+++ Supplied data +++
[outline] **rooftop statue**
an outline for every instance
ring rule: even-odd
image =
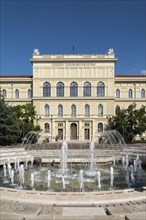
[[[35,48],[34,51],[33,51],[33,54],[35,54],[35,55],[40,54],[39,49]]]
[[[110,49],[108,49],[108,52],[107,52],[108,54],[114,54],[114,49],[113,48],[110,48]]]

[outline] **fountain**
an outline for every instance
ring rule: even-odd
[[[48,190],[50,191],[50,183],[51,183],[51,170],[48,170]]]
[[[83,192],[83,187],[84,187],[83,170],[80,170],[79,173],[79,184],[80,184],[80,192]]]
[[[101,174],[100,171],[97,171],[97,183],[98,183],[98,190],[101,190],[101,180],[100,180]]]
[[[35,185],[35,190],[51,192],[116,190],[142,185],[141,160],[139,156],[130,158],[127,153],[121,154],[123,143],[115,131],[103,132],[100,143],[92,141],[88,149],[72,150],[64,140],[60,143],[60,150],[55,152],[58,156],[53,157],[52,166],[51,163],[50,166],[36,165],[33,154],[23,162],[15,158],[14,165],[8,160],[7,166],[3,165],[2,182],[19,189],[29,187],[34,190]],[[46,152],[53,151],[50,148]]]

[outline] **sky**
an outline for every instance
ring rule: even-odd
[[[0,0],[0,74],[32,75],[41,54],[106,54],[116,74],[146,74],[146,0]]]

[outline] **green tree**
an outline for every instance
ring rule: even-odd
[[[19,127],[12,107],[8,106],[0,93],[0,145],[15,143],[19,136]]]
[[[138,134],[146,131],[146,108],[136,109],[136,104],[131,104],[127,109],[116,109],[116,116],[112,121],[112,129],[118,130],[127,143],[131,142]]]
[[[17,105],[13,107],[13,112],[17,118],[17,124],[20,130],[21,140],[29,131],[39,131],[40,127],[34,125],[36,117],[35,107],[27,103],[25,105]]]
+++
Copy the listing above line for line, without changing any wording, numbers or brackets. Leave out the picture.

**Written solution**
[outline] **rooftop statue**
an outline for every instance
ring rule: even-odd
image =
[[[35,48],[34,51],[33,51],[33,54],[35,54],[35,55],[40,54],[39,49]]]
[[[110,49],[108,49],[108,52],[107,52],[108,54],[114,54],[114,49],[113,48],[110,48]]]

[outline] **fountain**
an outline for every instance
ring rule: even-odd
[[[48,190],[50,191],[50,183],[51,183],[51,170],[48,170]]]
[[[83,192],[83,187],[84,187],[83,170],[80,170],[79,173],[79,184],[80,184],[80,192]]]
[[[101,174],[100,171],[97,171],[97,183],[98,183],[98,190],[101,190],[101,180],[100,180]]]
[[[35,185],[35,190],[51,192],[116,190],[142,185],[141,160],[139,156],[130,158],[127,153],[121,154],[123,143],[115,131],[103,132],[100,143],[92,141],[88,149],[72,150],[64,140],[60,143],[60,150],[55,152],[58,156],[53,157],[52,166],[51,163],[50,166],[36,165],[33,154],[23,162],[15,158],[14,165],[8,160],[7,166],[3,165],[2,182],[19,189],[29,187],[34,190]],[[46,152],[53,151],[50,148]]]

[outline] **sky**
an outline for every instance
ring rule: even-odd
[[[0,0],[0,74],[32,75],[41,54],[106,54],[116,74],[146,74],[146,0]]]

[outline] **green tree**
an outline for every instance
ring rule: even-odd
[[[19,127],[12,107],[8,106],[0,93],[0,145],[15,143],[19,136]]]
[[[138,134],[146,131],[146,108],[136,109],[136,104],[131,104],[127,109],[116,109],[116,116],[112,121],[112,129],[118,130],[127,143],[131,142]]]
[[[17,105],[13,107],[13,112],[17,118],[17,124],[20,130],[21,140],[29,131],[39,131],[40,127],[34,125],[36,117],[35,107],[27,103],[25,105]]]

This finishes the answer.